* Written problem:
Arrange the records as a Markdown table with the columns No. and Line, one row per line and no rows for blank lines. Cover only the part that opens with the line containing "176, row 6." and closes with the line containing "column 390, row 270", both ends included.

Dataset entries
------------------------------------------------------------------------

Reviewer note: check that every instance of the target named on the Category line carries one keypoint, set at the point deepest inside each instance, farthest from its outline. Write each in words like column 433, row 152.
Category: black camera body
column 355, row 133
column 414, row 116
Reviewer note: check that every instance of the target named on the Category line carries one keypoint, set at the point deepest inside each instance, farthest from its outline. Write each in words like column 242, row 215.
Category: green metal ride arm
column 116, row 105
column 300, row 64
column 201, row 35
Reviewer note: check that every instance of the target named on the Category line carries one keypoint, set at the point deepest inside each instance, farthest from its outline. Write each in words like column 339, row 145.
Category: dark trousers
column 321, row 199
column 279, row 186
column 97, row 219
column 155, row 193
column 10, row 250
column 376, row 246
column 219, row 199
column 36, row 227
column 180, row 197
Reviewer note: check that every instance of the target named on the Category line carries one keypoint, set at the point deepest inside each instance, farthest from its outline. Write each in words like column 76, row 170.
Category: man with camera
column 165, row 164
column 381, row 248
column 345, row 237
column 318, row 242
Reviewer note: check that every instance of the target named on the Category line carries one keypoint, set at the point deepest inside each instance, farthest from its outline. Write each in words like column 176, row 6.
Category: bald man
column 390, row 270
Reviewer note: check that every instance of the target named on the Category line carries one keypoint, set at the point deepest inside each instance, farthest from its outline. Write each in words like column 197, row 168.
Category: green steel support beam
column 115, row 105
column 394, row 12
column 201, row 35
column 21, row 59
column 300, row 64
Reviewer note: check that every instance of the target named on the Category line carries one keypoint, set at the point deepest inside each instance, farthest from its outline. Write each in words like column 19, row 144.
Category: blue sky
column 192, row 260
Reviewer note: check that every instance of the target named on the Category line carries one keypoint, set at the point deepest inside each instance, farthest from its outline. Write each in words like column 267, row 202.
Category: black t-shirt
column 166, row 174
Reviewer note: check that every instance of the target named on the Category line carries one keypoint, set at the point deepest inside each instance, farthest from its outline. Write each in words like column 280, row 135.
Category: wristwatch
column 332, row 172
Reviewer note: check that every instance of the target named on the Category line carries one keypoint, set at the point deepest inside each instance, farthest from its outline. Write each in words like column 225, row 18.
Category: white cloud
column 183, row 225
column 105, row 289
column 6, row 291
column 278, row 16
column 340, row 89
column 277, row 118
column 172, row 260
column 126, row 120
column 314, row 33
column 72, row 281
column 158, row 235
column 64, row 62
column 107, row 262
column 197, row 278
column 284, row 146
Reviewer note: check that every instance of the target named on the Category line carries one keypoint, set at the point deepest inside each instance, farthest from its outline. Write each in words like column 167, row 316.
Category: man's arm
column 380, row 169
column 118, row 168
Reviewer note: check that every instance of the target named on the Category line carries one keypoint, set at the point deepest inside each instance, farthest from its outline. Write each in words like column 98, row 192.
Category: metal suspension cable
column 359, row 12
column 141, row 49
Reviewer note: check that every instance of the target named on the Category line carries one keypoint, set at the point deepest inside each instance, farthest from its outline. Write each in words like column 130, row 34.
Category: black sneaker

------------------------------------------------------------------------

* Response:
| No. | Line |
|---|---|
| 1 | Reviewer note: check that every instance of the target named on the Category line carries one keypoint, set at the point deepest inside each instance, farthest from its outline. Write each in words like column 176, row 6. |
| 2 | Category: bald man |
| 3 | column 390, row 270 |